Document extract:
....

Gold is perceived by many as a safety investment, not least because it's a classic store of wealth stretching back many centuries. Often in modern times, its price has risen during periods of economic trouble, like when financial crises explode, and when inflation or deflation start to rumble.
There is certainly correlation. Here's the gold price vs. U.S. inflation over the past half-decade...
...and here it is mashed against both the S&P 500, considered by many to be the bellwether stock index, and U.S. GDP. An inverse correlation is apparent.
Soros' strategy seems clear. By selling over one-third of his stocks, buying put options in the belief that equities will crater, and loading up on arguably the most prominent gold company (Barrick) plus calls on a gold price proxy (SPDR Gold Trust ETF), he believes that the door is closing on the bull market.
And the bears will claw after classic alternatives, like that pretty yellow metal.
All that glitters...
Soros hasn't specified the exact reasons for this recent gold shift. Taking a look at his recent pronouncements, it seems he believes China's economy will shatter, causing deleterious knock-on effects on various markets worldwide. Like equities in this country, for one.
Whatever the reason or reasons, he's not early to the gold party. The price of the commodity has risen notably so far this year, in tandem with Barrick Gold. There are numerous reasons why some investors are looking for perceived safe havens. They're skittish about factors like China, unrest in certain parts of Europe, a (perhaps unsustainably) strong dollar, etc. etc.

....

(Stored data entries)
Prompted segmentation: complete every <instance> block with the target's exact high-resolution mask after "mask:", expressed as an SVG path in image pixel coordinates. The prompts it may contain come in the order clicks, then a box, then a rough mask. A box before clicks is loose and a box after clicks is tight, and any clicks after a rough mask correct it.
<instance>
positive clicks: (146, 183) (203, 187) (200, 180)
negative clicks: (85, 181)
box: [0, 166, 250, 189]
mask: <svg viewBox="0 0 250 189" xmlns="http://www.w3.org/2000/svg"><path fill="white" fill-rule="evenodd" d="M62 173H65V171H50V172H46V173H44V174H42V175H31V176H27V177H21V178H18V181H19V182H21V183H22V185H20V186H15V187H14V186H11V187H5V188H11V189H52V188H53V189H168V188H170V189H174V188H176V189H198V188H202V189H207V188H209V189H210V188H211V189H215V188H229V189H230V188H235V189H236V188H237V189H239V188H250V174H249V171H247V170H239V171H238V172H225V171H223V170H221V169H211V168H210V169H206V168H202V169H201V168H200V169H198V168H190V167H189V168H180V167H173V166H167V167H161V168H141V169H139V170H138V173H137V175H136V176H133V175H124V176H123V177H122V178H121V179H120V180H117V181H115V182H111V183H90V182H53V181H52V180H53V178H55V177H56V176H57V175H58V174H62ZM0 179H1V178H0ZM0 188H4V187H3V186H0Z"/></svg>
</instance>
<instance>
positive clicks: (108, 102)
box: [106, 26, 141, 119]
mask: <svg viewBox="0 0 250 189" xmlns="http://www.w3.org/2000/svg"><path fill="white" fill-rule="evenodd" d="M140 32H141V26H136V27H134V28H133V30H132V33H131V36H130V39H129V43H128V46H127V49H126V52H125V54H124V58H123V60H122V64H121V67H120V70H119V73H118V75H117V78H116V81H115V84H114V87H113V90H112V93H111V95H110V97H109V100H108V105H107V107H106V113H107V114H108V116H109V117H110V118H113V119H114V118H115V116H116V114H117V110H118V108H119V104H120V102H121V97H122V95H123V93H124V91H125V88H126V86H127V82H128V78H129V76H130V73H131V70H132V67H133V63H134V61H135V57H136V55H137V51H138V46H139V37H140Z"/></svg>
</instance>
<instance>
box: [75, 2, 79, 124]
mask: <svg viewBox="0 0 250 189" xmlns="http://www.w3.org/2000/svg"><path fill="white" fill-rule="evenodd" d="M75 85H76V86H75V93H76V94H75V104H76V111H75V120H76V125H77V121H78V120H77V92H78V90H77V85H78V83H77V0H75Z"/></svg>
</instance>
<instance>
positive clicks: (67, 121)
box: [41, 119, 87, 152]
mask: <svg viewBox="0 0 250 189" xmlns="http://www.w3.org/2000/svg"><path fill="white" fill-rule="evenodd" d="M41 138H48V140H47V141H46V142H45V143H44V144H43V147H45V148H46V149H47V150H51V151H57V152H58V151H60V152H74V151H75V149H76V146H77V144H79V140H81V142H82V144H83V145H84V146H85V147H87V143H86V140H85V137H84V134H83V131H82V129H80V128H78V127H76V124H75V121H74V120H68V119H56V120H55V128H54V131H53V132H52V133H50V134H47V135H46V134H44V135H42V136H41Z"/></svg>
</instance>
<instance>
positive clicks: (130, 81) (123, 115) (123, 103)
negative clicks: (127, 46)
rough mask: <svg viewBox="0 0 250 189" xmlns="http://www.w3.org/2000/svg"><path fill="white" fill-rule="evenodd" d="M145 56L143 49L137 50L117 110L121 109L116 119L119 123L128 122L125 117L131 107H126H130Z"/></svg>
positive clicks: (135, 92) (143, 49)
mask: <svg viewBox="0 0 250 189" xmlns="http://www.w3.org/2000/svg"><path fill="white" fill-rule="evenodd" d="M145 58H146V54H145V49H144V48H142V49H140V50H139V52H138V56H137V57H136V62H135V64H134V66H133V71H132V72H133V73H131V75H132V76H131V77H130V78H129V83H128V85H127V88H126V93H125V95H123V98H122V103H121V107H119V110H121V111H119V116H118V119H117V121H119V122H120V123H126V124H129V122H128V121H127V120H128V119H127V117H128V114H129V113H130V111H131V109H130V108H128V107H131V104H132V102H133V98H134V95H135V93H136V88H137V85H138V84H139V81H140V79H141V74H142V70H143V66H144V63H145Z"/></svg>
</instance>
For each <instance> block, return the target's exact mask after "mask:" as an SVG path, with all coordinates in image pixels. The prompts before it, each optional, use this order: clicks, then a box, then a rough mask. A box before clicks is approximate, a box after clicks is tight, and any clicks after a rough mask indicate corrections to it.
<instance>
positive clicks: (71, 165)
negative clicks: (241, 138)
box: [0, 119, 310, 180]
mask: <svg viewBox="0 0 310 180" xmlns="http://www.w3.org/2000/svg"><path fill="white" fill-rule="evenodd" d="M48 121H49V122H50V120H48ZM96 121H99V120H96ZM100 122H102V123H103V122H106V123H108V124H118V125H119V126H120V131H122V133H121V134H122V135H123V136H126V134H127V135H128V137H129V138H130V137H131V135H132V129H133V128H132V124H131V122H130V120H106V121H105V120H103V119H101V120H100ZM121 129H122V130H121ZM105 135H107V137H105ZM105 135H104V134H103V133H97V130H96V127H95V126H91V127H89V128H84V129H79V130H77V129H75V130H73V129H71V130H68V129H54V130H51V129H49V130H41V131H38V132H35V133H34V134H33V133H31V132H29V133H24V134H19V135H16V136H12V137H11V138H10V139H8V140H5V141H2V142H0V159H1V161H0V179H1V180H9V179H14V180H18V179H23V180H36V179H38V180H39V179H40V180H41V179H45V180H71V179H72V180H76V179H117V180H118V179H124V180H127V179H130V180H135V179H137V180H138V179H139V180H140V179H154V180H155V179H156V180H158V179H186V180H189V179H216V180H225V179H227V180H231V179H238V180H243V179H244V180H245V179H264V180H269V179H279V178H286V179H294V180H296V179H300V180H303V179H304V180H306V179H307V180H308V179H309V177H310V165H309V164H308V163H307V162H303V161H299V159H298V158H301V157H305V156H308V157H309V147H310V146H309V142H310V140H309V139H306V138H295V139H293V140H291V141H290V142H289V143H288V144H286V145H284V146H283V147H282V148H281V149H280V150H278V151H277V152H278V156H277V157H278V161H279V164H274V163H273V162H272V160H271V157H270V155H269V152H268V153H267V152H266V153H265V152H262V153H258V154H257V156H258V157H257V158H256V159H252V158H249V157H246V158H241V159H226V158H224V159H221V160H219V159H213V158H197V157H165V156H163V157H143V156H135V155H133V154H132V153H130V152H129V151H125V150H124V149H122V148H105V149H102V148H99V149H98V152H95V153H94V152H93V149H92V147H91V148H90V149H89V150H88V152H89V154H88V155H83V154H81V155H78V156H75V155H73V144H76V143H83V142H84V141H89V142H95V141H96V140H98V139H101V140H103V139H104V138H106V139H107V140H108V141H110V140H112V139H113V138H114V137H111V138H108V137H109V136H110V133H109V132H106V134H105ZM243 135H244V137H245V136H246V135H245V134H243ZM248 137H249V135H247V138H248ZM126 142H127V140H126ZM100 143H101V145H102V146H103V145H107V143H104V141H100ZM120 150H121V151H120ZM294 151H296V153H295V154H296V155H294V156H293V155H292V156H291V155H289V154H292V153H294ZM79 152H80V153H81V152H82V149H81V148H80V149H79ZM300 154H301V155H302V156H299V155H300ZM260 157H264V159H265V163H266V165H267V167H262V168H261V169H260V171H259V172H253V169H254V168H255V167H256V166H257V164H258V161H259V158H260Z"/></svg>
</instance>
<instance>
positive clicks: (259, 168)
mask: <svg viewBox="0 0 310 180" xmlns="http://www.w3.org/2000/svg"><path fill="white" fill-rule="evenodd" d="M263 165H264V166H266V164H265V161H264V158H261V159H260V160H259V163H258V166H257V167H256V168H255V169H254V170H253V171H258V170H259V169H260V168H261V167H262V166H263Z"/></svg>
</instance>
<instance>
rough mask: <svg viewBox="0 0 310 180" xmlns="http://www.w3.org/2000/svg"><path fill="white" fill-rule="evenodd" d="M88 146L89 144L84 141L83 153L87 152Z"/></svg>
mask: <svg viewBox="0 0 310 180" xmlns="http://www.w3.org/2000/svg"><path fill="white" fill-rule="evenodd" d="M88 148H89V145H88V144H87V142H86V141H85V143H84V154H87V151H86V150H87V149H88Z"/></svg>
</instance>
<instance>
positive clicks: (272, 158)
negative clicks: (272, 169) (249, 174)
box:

....

Copy out the full passage on gold and Soros's investment shift above, word for word.

Gold is perceived by many as a safety investment, not least because it's a classic store of wealth stretching back many centuries. Often in modern times, its price has risen during periods of economic trouble, like when financial crises explode, and when inflation or deflation start to rumble.
There is certainly correlation. Here's the gold price vs. U.S. inflation over the past half-decade...
...and here it is mashed against both the S&P 500, considered by many to be the bellwether stock index, and U.S. GDP. An inverse correlation is apparent.
Soros' strategy seems clear. By selling over one-third of his stocks, buying put options in the belief that equities will crater, and loading up on arguably the most prominent gold company (Barrick) plus calls on a gold price proxy (SPDR Gold Trust ETF), he believes that the door is closing on the bull market.
And the bears will claw after classic alternatives, like that pretty yellow metal.
All that glitters...
Soros hasn't specified the exact reasons for this recent gold shift. Taking a look at his recent pronouncements, it seems he believes China's economy will shatter, causing deleterious knock-on effects on various markets worldwide. Like equities in this country, for one.
Whatever the reason or reasons, he's not early to the gold party. The price of the commodity has risen notably so far this year, in tandem with Barrick Gold. There are numerous reasons why some investors are looking for perceived safe havens. They're skittish about factors like China, unrest in certain parts of Europe, a (perhaps unsustainably) strong dollar, etc. etc.